> [Data shown]
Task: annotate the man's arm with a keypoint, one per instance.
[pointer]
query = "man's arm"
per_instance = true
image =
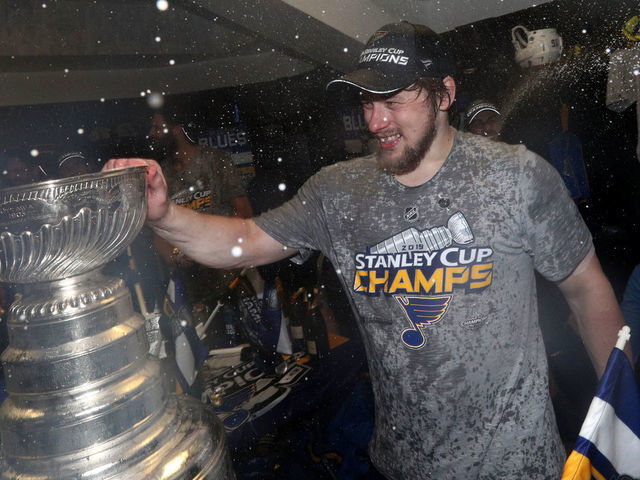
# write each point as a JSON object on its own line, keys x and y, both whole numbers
{"x": 597, "y": 313}
{"x": 212, "y": 240}
{"x": 242, "y": 207}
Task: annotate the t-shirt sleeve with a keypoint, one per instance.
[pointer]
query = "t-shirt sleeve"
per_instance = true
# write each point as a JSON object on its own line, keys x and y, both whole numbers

> [Directions]
Reproduce the data above word for word, keeping every line in its original order and form, but omit the picture.

> [Written answer]
Task: annotate the man's arm with a keypoint, one per instance.
[pointer]
query = "man's arm"
per_instance = true
image =
# write each point as a JSON object on its own line, keys x and y, both whole numbers
{"x": 597, "y": 313}
{"x": 212, "y": 240}
{"x": 242, "y": 207}
Task: annotate the t-shirt sleeve with a keypoint, one per instance.
[pointer]
query = "t-shirt sleeve"
per_instance = true
# write each point as a JSON object on its own line, keys x and y, both whole numbers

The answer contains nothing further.